Pouvez-vous modifier le passage de la page sur la ligne ferroviaire du Haut-Jura qui s'ouvre sur les mots « Une infrastructure vieillissante » et se termine par « de cette région. », en remplaçant « voûtes » par « parois » ?

- PAGE
· · · · · · ·

Un trajet à travers des paysages variés et une histoire industrielle
Au fil du parcours, les fenêtres dévoilent une succession de panoramas : d’abord des feuillus encore dénudés, puis des forêts d’épicéas et de sapins, suivies de prairies habitées par des vaches montbéliardes. Le train longe ensuite d’anciens bâtiments industriels témoins d’une époque d’usinage et de fonderie prospère. Dans sa cabine, Sébastien, conducteur d’une quarantaine d’années au fort accent franc-comtois, garde un œil vigilant sur les rails. Tenant sa commande comme un joystick d’antan, il prévient d’un coup de klaxon dès qu’il aperçoit des équipes d’entretien en train d’élaguer les abords.
« La dégradation, je l’ai vécue petit à petit. Cela fait au moins trois ans qu’il n’y a pas eu de gros travaux sur cette voie », confie-t-il, exprimant aussi ses craintes quant à la possible fermeture de cette ligne ferroviaire du Haut-Jura, compte tenu de son état préoccupant.
Une infrastructure vieillissante en grand danger
La voie ferrée, qui a plus d’un siècle, n’a pas bénéficié d’une rénovation complète depuis soixante-dix ans. Ses ouvrages d’art – ponts, tunnels et viaducs – sont nombreux mais souffrent d’une vétusté marquée. Les traverses sont usées, les versants fragilisés par les intempéries, et certains tunnels conservent encore des rails du siècle dernier, avec des voûtes fortement corrodées.
Les versants nécessitent une réhabilitation urgente, mais ce sont surtout les effets du réchauffement climatique qui aggravent la fragilité de cette petite ligne. Les événements météorologiques extrêmes, de plus en plus fréquents, accentuent les risques sur les infrastructures ferroviaires de cette région.
La direction régionale de SNCF Réseau, gestionnaire de l’infrastructure, reconnaît la gravité de la situation : « Trois quarts des ouvrages d’art, quatre versants sur huit et 25 % de la voie sont à traiter ».

· · · · · · ·

- LIGNES RÉPERTORIÉES
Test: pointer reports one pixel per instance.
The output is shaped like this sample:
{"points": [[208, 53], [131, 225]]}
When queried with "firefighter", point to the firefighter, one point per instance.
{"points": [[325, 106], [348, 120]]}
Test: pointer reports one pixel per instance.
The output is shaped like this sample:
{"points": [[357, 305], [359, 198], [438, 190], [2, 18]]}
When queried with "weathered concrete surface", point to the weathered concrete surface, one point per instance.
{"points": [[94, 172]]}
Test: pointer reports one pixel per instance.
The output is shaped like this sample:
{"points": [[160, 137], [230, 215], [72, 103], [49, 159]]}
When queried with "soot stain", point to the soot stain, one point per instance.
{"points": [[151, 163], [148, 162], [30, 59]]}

· · · · · · ·

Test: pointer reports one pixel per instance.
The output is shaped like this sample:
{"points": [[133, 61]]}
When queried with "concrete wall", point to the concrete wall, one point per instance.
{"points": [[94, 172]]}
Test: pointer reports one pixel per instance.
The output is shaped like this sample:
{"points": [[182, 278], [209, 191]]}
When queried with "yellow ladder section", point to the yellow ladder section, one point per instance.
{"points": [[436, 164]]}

· · · · · · ·

- RÉPONSE
Une infrastructure vieillissante en grand danger
La voie ferrée, qui a plus d’un siècle, n’a pas bénéficié d’une rénovation complète depuis soixante-dix ans. Ses ouvrages d’art – ponts, tunnels et viaducs – sont nombreux mais souffrent d’une vétusté marquée. Les traverses sont usées, les versants fragilisés par les intempéries, et certains tunnels conservent encore des rails du siècle dernier, avec des parois fortement corrodées.
Les versants nécessitent une réhabilitation urgente, mais ce sont surtout les effets du réchauffement climatique qui aggravent la fragilité de cette petite ligne. Les événements météorologiques extrêmes, de plus en plus fréquents, accentuent les risques sur les infrastructures ferroviaires de cette région.